The effect of positive end-expiratory pressure during partial liquid ventilation in acute lung injury in piglets

G Zobel, S Rödl, B Urlesberger, D Dacar, U Trafojer, A Trantina
Critical Care Medicine 1999, 27 (9): 1934-9
10507621

OBJECTIVES: To investigate the effects of positive end-expiratory pressure (PEEP) application during partial liquid ventilation (PLV) on gas exchange, lung mechanics, and hemodynamics in acute lung injury.

DESIGN: Prospective, randomized, experimental study.

SETTING: University research laboratory.

SUBJECTS: Six piglets weighing 7 to 12 kg.

INTERVENTIONS: After induction of anesthesia, tracheostomy, and controlled mechanical ventilation, animals were instrumented with two central venous catheters, a pulmonary artery catheter and two arterial catheters, and an ultrasonic flow probe around the pulmonary artery. Acute lung injury was induced by the infusion of oleic acid (0.08 mL/kg) and repeated lung lavage procedures with 0.9% sodium chloride (20 mL/kg). The protocol consisted of four different PEEP levels (0, 5, 10, and 15 cm H2O) randomly applied during PLV. The oxygenated and warmed perfluorocarbon liquid (30 mL/kg) was instilled into the trachea over 5 mins without changing the ventilator settings.

MEASUREMENTS AND MAIN RESULTS: Airway pressures, tidal volumes, dynamic and static pulmonary compliance, mean and expiratory airway resistances, and arterial blood gases were measured. In addition, dynamic pressure/volume loops were recorded. Hemodynamic monitoring included right atrial, mean pulmonary artery, pulmonary capillary wedge, and mean systemic arterial pressures and continuous flow recording at the pulmonary artery. The infusion of oleic acid combined with two to five lung lavage procedures induced a significant reduction in PaO2/FI(O2) from 485 +/- 28 torr (64 +/- 3.6 kPa) to 68 +/- 3.2 torr (9.0 +/- 0.4 kPa) (p < .01) and in static pulmonary compliance from 1.3 +/- 0.06 to 0.67 +/- 0.04 mL/cm H2O/kg (p < .01). During PLV, PaO2/FI(O2) increased significantly from 68 +/- 3.2 torr (8.9 +/- 0.4 kPa) to >200 torr (>26 kPa) (p < .01). The highest PaO2 values were observed during PLV with PEEP of 15 cm H2O. Deadspace ventilation was lower during PLV when PEEP levels of 10 to 15 cm H2O were applied. There were no differences in hemodynamic data during PLV with PEEP levels up to 10 cm H2O. However, PEEP levels of 15 cm H2O resulted in a significant decrease in cardiac output. Dynamic pressure/volume loops showed early inspiratory pressure spikes during PLV with PEEP levels of 0 and 5 cm H2O.

CONCLUSIONS: Partial liquid ventilation is a useful technique to improve oxygenation in severe acute lung injury. The application of PEEP during PLV further improves oxygenation and lung mechanics. PEEP levels of 10 cm H2O seem to be optimal to improve oxygenation and lung mechanics.

● ● ●

### Requirement
According to the abstract on PEEP during partial liquid ventilation in piglets, which PEEP level caused a significant decrease in cardiac output?

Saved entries
● ● ●

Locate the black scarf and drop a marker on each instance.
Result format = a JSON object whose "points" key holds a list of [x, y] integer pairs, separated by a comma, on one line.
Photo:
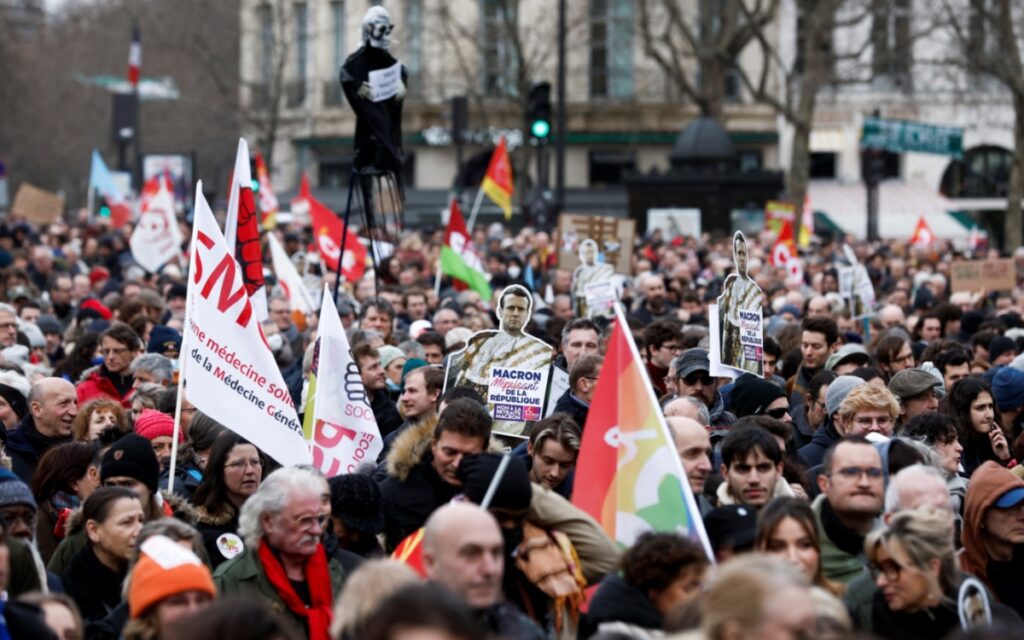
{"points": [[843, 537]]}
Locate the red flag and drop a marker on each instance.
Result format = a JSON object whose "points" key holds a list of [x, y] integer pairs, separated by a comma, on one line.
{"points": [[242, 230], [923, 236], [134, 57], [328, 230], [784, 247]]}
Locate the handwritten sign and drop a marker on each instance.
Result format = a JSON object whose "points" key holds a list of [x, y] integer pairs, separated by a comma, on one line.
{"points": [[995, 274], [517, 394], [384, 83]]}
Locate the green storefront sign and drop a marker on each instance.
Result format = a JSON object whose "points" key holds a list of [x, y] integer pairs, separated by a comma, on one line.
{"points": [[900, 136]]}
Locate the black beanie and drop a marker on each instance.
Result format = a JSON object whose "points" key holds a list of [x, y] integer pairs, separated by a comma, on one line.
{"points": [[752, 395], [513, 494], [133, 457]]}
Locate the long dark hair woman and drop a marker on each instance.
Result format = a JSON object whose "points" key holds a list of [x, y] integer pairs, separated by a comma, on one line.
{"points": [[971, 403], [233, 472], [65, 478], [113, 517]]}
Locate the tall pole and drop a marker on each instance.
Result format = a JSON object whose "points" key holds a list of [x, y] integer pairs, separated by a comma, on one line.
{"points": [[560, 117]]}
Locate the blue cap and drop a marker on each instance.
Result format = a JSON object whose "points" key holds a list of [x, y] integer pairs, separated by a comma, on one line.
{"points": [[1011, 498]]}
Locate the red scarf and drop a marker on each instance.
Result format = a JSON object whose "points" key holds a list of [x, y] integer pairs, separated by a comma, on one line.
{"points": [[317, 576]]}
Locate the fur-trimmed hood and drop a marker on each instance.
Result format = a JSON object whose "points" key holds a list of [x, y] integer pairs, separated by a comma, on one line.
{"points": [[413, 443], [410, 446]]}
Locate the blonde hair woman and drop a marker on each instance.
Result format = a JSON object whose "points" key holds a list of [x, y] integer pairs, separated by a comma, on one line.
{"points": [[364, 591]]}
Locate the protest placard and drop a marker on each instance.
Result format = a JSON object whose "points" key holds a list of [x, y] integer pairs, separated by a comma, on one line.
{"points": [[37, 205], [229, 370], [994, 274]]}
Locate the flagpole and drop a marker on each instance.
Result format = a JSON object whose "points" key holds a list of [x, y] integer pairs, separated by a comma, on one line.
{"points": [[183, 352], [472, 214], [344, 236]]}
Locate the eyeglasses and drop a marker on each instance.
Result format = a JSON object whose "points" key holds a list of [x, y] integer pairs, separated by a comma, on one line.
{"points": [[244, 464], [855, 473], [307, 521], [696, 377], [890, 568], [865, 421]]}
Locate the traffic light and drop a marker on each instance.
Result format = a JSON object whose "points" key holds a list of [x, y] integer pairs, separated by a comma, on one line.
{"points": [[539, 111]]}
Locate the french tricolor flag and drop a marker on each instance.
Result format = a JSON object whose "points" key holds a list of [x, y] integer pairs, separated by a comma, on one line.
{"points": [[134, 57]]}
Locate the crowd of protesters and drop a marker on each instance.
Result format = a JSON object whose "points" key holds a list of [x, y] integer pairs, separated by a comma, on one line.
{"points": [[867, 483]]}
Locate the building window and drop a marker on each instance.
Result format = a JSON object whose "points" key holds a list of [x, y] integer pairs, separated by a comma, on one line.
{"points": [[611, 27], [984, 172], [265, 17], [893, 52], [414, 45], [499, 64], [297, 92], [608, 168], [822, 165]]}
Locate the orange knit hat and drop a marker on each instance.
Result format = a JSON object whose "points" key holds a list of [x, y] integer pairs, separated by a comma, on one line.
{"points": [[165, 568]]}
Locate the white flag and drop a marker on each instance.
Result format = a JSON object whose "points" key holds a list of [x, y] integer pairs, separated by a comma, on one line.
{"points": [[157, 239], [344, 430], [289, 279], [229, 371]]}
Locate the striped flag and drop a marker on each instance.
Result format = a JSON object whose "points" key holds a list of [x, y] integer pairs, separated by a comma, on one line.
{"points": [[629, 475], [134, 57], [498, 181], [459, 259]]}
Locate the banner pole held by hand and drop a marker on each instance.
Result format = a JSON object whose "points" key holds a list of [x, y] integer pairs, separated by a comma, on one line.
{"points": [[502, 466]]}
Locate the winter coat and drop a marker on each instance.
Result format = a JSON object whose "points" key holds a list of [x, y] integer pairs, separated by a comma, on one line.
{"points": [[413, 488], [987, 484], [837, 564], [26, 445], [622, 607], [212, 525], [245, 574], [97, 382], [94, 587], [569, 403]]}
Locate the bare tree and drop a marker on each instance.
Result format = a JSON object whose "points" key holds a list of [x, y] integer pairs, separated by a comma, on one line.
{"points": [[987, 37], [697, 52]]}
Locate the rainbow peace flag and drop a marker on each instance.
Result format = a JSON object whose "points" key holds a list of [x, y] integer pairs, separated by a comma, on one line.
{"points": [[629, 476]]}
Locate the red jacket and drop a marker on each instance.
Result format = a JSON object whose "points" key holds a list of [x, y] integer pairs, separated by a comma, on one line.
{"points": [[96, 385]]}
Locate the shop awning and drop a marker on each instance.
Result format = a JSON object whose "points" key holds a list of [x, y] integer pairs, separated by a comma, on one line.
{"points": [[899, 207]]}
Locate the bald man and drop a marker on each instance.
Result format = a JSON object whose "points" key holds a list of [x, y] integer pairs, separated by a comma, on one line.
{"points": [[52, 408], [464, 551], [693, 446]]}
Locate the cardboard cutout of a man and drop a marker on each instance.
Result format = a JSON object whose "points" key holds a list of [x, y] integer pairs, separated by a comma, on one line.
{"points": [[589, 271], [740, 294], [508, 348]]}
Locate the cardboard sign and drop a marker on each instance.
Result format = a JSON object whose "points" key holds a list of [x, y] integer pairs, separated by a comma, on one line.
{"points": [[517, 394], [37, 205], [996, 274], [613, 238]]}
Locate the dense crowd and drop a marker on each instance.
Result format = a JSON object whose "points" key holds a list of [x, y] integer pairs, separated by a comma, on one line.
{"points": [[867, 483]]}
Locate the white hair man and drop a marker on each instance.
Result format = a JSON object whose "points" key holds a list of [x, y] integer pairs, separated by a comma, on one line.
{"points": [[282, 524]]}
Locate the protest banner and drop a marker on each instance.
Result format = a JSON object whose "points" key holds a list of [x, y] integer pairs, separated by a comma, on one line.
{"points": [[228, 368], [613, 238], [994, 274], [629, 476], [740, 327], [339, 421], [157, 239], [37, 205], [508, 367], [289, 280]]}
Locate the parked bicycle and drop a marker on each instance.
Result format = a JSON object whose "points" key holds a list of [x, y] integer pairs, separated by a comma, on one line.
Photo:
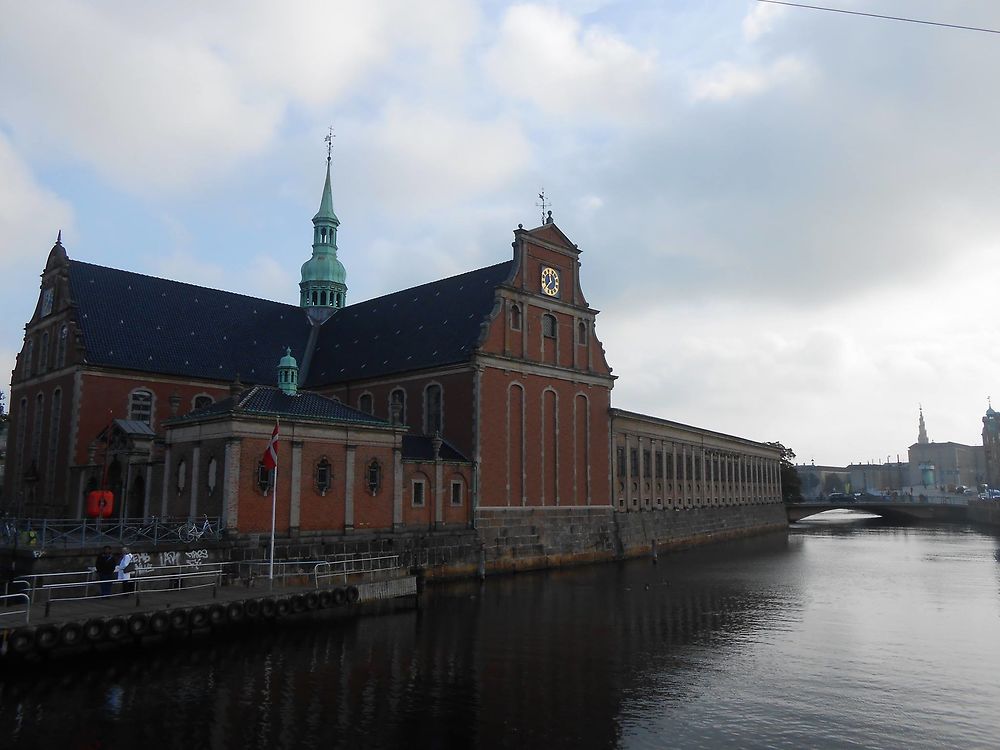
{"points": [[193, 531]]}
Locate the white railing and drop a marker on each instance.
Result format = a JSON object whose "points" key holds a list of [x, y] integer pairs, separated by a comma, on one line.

● ● ●

### Solved exercise
A PEEP level of 15 cm H2O.